→ DATA LINES:

========================================================================

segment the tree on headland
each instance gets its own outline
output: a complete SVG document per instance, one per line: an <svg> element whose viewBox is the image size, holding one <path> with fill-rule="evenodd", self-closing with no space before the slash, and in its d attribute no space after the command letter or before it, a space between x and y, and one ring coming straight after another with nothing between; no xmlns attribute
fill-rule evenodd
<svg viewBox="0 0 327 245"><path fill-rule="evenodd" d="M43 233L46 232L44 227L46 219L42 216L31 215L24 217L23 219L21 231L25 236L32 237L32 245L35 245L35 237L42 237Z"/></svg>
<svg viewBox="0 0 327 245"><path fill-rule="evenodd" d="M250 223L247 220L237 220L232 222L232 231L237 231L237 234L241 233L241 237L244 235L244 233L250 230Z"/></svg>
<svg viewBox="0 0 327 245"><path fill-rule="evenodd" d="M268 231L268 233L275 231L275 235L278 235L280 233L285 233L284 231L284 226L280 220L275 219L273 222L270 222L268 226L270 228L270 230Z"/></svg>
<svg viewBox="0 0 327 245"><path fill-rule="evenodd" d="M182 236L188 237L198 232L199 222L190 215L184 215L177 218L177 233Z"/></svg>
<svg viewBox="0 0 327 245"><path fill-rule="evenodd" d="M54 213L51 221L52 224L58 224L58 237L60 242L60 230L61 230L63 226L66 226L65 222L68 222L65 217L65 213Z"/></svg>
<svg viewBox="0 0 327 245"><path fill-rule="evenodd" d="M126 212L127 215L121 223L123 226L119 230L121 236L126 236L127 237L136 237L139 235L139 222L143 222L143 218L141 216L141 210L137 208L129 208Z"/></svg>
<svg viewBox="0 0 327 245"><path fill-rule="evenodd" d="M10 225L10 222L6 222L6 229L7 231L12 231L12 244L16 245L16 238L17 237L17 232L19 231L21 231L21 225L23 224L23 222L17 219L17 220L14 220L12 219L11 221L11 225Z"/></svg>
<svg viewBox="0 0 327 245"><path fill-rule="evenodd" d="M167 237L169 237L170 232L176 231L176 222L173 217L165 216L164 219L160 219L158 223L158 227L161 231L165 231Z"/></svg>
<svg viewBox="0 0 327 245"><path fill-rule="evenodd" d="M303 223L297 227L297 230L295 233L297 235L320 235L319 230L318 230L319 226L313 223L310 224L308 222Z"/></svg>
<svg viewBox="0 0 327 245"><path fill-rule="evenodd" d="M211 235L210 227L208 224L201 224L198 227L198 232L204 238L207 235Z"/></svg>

========================================================================

→ AIM OF THE TASK: Rewrite all of the rows above, changing "headland" to "hillside" and leaving everything else as it is.

→ WRITTEN RESPONSE:
segment the tree on hillside
each instance gets its own outline
output: a complete SVG document per instance, one per line: an <svg> element whose viewBox is the image size, holding one <path> with fill-rule="evenodd", self-closing with no space before the slash, and in its d attribute no space after the command letter or before it, a space between x and y, and one ring coming straight after another with nothing between; no xmlns attribute
fill-rule evenodd
<svg viewBox="0 0 327 245"><path fill-rule="evenodd" d="M43 233L46 232L44 227L46 219L42 216L31 215L24 217L23 219L21 231L25 236L32 237L32 245L35 245L35 237L42 237Z"/></svg>
<svg viewBox="0 0 327 245"><path fill-rule="evenodd" d="M250 223L247 220L237 220L232 222L232 231L237 231L237 234L241 233L241 237L244 235L244 233L250 230Z"/></svg>
<svg viewBox="0 0 327 245"><path fill-rule="evenodd" d="M268 231L268 233L275 231L275 235L278 235L280 233L285 233L284 231L284 226L280 220L275 219L273 222L270 222L268 226L270 228L270 230Z"/></svg>
<svg viewBox="0 0 327 245"><path fill-rule="evenodd" d="M182 236L188 237L198 232L199 222L190 215L184 215L177 218L177 233Z"/></svg>
<svg viewBox="0 0 327 245"><path fill-rule="evenodd" d="M54 213L51 221L52 224L58 224L58 237L60 242L60 230L61 230L63 226L66 226L65 222L68 222L65 217L65 213Z"/></svg>
<svg viewBox="0 0 327 245"><path fill-rule="evenodd" d="M126 212L127 215L121 223L123 226L119 230L121 236L126 236L127 237L136 237L139 235L139 222L143 222L143 218L141 216L141 210L137 208L129 208Z"/></svg>
<svg viewBox="0 0 327 245"><path fill-rule="evenodd" d="M10 225L10 222L6 222L6 229L7 231L12 231L12 244L16 245L16 238L17 237L17 232L19 231L21 231L21 225L23 224L23 222L17 219L17 220L14 220L12 219L11 221L11 225Z"/></svg>
<svg viewBox="0 0 327 245"><path fill-rule="evenodd" d="M167 237L169 237L170 232L176 231L176 222L173 217L165 216L164 219L160 219L158 223L158 227L161 231L165 231Z"/></svg>
<svg viewBox="0 0 327 245"><path fill-rule="evenodd" d="M303 223L297 227L297 230L295 233L297 235L320 235L319 230L318 230L319 226L313 223L310 224L308 222Z"/></svg>
<svg viewBox="0 0 327 245"><path fill-rule="evenodd" d="M211 235L210 227L208 224L201 224L198 227L198 232L204 238L207 235Z"/></svg>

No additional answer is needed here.